(STATED PROBLEM) Render every line of the records below as a Markdown table with the columns "Row" and "Line text". Number the rows in order and leave out blank lines.

(GIVEN RECORDS)
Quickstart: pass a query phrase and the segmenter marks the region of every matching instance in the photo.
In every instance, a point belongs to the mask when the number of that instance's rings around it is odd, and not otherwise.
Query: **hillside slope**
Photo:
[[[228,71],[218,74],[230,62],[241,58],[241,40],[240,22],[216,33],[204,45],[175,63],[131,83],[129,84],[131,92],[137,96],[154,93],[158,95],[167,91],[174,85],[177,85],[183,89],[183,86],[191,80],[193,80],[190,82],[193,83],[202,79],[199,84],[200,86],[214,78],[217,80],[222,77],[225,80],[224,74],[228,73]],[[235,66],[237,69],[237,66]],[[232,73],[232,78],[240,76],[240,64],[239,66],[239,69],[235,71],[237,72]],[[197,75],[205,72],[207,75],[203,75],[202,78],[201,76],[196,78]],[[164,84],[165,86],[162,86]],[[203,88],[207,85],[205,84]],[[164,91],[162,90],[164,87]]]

(RESULT)
| Row | Line text |
|---|---|
| 1 | Quickstart: pass a query phrase and the segmenter marks the region of every matching instance in the photo. |
| 2 | In every instance, a point belongs to the mask when the number of that instance's rings around it is odd, and not otherwise. |
| 3 | Query: **hillside slope** |
| 4 | Photo: |
| 5 | [[[228,71],[218,74],[230,62],[241,58],[241,40],[240,22],[216,33],[204,45],[175,63],[131,83],[129,84],[131,92],[137,96],[154,93],[158,95],[167,91],[174,85],[177,85],[183,89],[183,86],[191,80],[193,80],[190,82],[193,83],[202,79],[199,84],[200,86],[214,78],[217,80],[222,77],[225,80],[224,74],[228,73]],[[235,66],[237,69],[237,66]],[[232,73],[232,78],[240,76],[240,64],[239,66],[239,69],[235,71],[237,72]],[[197,75],[205,72],[207,75],[203,75],[202,78],[201,76],[196,78]],[[164,84],[165,86],[162,86]],[[203,88],[207,85],[205,84]],[[164,91],[162,90],[164,87]]] |